**EXERCISE PROMPT:**
Reproduce all records exactly.

**STORED RECORDS:**
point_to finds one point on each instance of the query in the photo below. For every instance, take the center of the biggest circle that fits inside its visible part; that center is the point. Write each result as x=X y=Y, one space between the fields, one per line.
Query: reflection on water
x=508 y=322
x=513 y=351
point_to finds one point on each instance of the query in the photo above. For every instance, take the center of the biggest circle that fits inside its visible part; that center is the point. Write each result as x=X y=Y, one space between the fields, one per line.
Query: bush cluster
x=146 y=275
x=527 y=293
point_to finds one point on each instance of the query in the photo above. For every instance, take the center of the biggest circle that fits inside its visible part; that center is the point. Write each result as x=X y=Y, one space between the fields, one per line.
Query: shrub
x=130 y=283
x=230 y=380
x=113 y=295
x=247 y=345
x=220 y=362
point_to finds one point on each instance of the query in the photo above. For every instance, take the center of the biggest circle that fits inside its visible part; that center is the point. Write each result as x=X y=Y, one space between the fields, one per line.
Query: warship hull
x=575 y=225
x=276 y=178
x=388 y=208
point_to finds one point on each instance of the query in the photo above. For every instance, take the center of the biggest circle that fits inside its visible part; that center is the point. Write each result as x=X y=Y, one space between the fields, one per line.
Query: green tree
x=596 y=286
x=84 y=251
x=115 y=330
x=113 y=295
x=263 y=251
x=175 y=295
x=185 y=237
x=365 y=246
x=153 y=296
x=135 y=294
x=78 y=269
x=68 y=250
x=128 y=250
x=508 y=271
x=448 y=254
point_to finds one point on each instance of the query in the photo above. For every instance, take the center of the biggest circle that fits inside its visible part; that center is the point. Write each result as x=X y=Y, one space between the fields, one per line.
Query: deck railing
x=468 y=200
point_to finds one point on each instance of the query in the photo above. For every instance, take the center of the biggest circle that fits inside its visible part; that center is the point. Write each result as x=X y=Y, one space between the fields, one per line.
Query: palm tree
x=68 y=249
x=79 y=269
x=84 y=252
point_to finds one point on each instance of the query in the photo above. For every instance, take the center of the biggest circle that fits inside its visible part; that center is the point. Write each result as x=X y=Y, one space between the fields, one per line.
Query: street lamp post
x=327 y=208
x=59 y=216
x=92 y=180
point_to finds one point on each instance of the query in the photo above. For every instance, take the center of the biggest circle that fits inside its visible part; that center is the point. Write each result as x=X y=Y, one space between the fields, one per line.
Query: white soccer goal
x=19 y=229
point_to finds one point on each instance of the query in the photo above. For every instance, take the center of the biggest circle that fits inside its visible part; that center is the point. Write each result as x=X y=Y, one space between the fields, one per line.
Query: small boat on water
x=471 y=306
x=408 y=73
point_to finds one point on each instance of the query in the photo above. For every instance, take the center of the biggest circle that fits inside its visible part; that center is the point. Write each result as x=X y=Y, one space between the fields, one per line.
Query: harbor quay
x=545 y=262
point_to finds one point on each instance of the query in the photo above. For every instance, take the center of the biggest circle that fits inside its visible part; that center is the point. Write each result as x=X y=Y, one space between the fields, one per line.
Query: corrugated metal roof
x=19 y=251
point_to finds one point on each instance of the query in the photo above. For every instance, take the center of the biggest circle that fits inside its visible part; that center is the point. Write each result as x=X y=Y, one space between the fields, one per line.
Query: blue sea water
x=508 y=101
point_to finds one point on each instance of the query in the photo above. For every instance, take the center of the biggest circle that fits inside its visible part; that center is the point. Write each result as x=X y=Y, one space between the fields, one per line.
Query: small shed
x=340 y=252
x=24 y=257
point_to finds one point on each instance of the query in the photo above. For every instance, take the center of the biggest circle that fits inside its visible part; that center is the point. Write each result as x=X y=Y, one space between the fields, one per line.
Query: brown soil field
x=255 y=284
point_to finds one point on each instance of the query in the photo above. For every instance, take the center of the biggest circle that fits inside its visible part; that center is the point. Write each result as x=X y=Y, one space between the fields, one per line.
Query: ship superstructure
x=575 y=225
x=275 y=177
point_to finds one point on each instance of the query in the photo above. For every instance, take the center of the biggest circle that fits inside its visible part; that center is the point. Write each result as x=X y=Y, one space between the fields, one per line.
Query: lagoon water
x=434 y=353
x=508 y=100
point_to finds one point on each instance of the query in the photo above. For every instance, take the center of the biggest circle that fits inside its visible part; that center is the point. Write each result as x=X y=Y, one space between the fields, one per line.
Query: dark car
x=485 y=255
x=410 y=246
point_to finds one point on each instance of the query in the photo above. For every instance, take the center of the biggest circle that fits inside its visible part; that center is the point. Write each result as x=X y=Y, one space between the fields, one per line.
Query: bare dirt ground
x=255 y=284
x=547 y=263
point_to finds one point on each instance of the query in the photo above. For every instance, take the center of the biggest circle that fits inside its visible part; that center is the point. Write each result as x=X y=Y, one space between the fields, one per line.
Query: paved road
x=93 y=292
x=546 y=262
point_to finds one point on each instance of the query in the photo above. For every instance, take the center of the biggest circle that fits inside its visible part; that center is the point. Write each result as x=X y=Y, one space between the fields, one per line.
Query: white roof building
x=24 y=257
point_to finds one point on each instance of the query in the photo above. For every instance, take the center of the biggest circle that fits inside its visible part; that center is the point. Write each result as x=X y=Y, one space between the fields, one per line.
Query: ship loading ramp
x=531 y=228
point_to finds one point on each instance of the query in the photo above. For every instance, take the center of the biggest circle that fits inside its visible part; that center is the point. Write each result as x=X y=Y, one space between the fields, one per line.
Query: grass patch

**OUTPUT OF THE TASK:**
point_to finds one point on each instance of the query in the photo below. For every instance, take the center of the biggest circle that fits inside its visible part; that center is the point. Write each result as x=X y=Y, one space between the fields, one per line.
Query: reflection on water
x=508 y=322
x=513 y=351
point_to finds one point on each instance of the query in the photo above. For every instance, take the center of the biggest circle that fits inside its visible part; that center is the point. Write each result as x=X y=Y, one space between the fields, one per line.
Query: bush cluster
x=146 y=275
x=527 y=293
point_to finds one point on each instance of the query in the photo above. For every instance, take the center of the biggest circle that fits inside its visible part; that center is the point. Write each result as x=X y=Y, one space between the fields, one per line.
Query: shrub
x=130 y=283
x=230 y=380
x=113 y=295
x=247 y=345
x=220 y=362
point_to finds one point on each instance of the query in the photo above. For every instance, take the center of the biggest circle that fits inside its visible part; that center is the point. Write each result as x=X y=Y, one space between the fields, one per line.
Query: warship hull
x=575 y=225
x=276 y=178
x=388 y=208
point_to finds one point on each instance of the query in the photo above. For every instance, take the center of the biggest circle that fits inside its visible part; that center is the point. Write each result as x=X y=Y, one space between the fields, one per line.
Query: green tree
x=596 y=286
x=84 y=251
x=115 y=330
x=113 y=295
x=263 y=251
x=175 y=295
x=185 y=237
x=365 y=246
x=153 y=296
x=135 y=294
x=78 y=269
x=68 y=250
x=128 y=250
x=508 y=271
x=448 y=254
point_to finds one point on each instance of the query in the photo above. For every instance, take the center of the biggest circle that fits inside its visible part; that center is the point. Write each result as x=X y=Y, one space between the fields, one per line.
Query: deck railing
x=468 y=200
point_to finds one point on each instance of the query in the photo above. For every instance, take the center of the biggest circle that fits inside its visible part; that center is the point. Write each result as x=X y=Y, one space between the fields, one per line.
Query: palm tree
x=68 y=249
x=79 y=269
x=84 y=252
point_to finds one point on each instance of the query in the photo above. For every instance, take the center of the biggest circle that fits inside its visible part; that center is the point. Write each result as x=X y=Y, one space between the fields, one per line.
Query: street lamp post
x=327 y=208
x=59 y=216
x=92 y=180
point_to finds one point on each instance of the query in the photo above. For every instance, take the center of the biggest circle that fits inside its visible part; that center is the point. Write each result as x=X y=Y, one space between the fields, one per line.
Query: white soccer goal
x=19 y=229
point_to finds one point on each instance of the query in the photo above. For every instance, take the center of the biggest circle that fits inside its visible part; that center is the point. Write each result as x=X y=Y, one space between the fields, one per line.
Query: small boat on water
x=471 y=306
x=408 y=73
point_to finds one point on each instance of the query in the photo above. For every instance, take the center of the biggest circle that fits inside its visible part; that center is the point. Write each result as x=X y=Y, one space between the fields, one per line.
Query: harbor quay
x=545 y=262
point_to finds one point on each instance of the query in the photo above. For every instance, take the center of the biggest circle that fits inside its visible part; that center is the point. Write each result as x=X y=Y, one space between the fields, one per line.
Query: corrugated metal roof
x=19 y=251
point_to finds one point on each instance of the query in the photo above. For every instance, take the center of the biggest circle that fits inside its visible part; that center is the point. Write each result as x=X y=Y, one space between the fields, one per line.
Query: blue sea water
x=508 y=101
point_to finds one point on each instance of the query in the photo above. For every instance, take the center of the biggest circle that fits inside its visible part; that center is the point. Write each result as x=X y=Y, one space between the fields, one per line.
Query: small shed
x=340 y=252
x=24 y=257
point_to finds one point on each instance of the query in the photo above. For every instance, take the center of the biggest circle that fits inside its visible part; that center is the point. Write each result as x=X y=Y, one space between the fields, one per line.
Query: brown soil field
x=255 y=284
point_to finds one point on each instance of the query in the photo above. For every instance, take the center of the biggest circle that fits inside its visible part; that center is the point. Write each result as x=X y=Y, one space between the fields, one per line.
Query: ship superstructure
x=575 y=225
x=275 y=177
point_to finds one point on each instance of the query in the photo above. For every instance, take the center of the biggest circle that fits inside its visible part; that center is the point. Write each result as x=X y=Y, one space between the fields, one per line.
Query: lagoon water
x=434 y=353
x=508 y=100
point_to finds one point on each instance of the query in the photo above. For every instance, take the center of the biggest circle that fits inside its visible part; that center is the point. Write each result as x=X y=Y, one space between the fields, one per line.
Query: dark car
x=485 y=255
x=410 y=246
point_to finds one point on each instance of the query in the photo above. For every instance, take the center of the biggest circle that fits inside its visible part; that center is the point. Write each result as x=X y=Y, one space between the fields, one per line.
Query: bare dirt ground
x=255 y=284
x=547 y=263
point_to finds one point on each instance of the query in the photo above. For every instance, take the center of the biggest circle that fits inside its visible part; that center is the point. Write each result as x=X y=Y, one space between the fields, one per line.
Query: paved road
x=93 y=292
x=546 y=262
point_to finds one point on each instance of the query in the photo above. For every instance, take the center of the biggest circle that fits inside its visible part; that center is the point. Write each result as x=X y=Y, one space between the fields, one per line.
Query: white roof building
x=24 y=257
point_to finds one point on each instance of the query in the photo above. For every instance, take the center of the biggest circle that fits inside its visible part; that center is the point. Write each result as x=X y=Y, one space between the fields, one per line.
Query: ship loading ramp
x=531 y=228
point_to finds one point on each instance of the query in the photo above. For every instance, take the center of the biggest circle that fits inside its visible part; that center is the point. Write each result as x=X y=Y, one space between the fields, one per line.
Query: grass patch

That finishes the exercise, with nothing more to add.